Copy out the whole listing exactly as given. Skip the pictures.

▬▬▬▬▬▬

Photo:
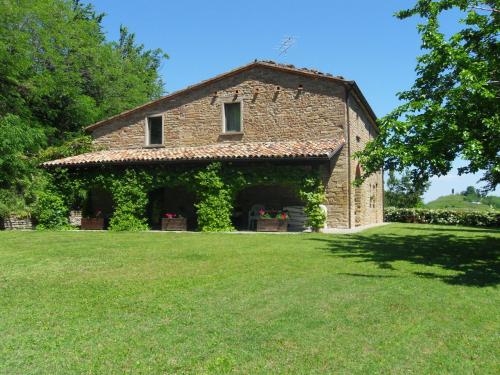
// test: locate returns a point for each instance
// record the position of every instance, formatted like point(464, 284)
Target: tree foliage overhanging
point(402, 192)
point(58, 73)
point(453, 108)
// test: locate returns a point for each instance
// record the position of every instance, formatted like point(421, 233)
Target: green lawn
point(395, 299)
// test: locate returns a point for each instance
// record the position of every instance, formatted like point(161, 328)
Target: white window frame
point(231, 100)
point(146, 131)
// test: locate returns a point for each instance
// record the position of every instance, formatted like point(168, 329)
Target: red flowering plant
point(170, 215)
point(273, 214)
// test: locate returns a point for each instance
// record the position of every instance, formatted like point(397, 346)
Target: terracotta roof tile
point(219, 151)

▬▬▬▬▬▬

# [Exercise solution]
Photo:
// test: locate returns a point for each instance
// record the position of every instance, formatted like point(464, 284)
Target: tree foliage overhanging
point(402, 192)
point(58, 73)
point(453, 108)
// test: locate returns a point for each instance
// record the position of every instance, formatted like point(421, 233)
Target: green lawn
point(395, 299)
// test: locate returns a point for each instance
// record the position of every instance, formatted like point(161, 328)
Target: white window frame
point(231, 100)
point(146, 131)
// test: locate returns a point for each instance
// record the position of every instance, formatted like point(168, 329)
Target: red flowering plant
point(170, 215)
point(273, 214)
// test: locate returns a point for each instance
// record the position of every instance, formatted like point(397, 346)
Target: terracotta roof tile
point(219, 151)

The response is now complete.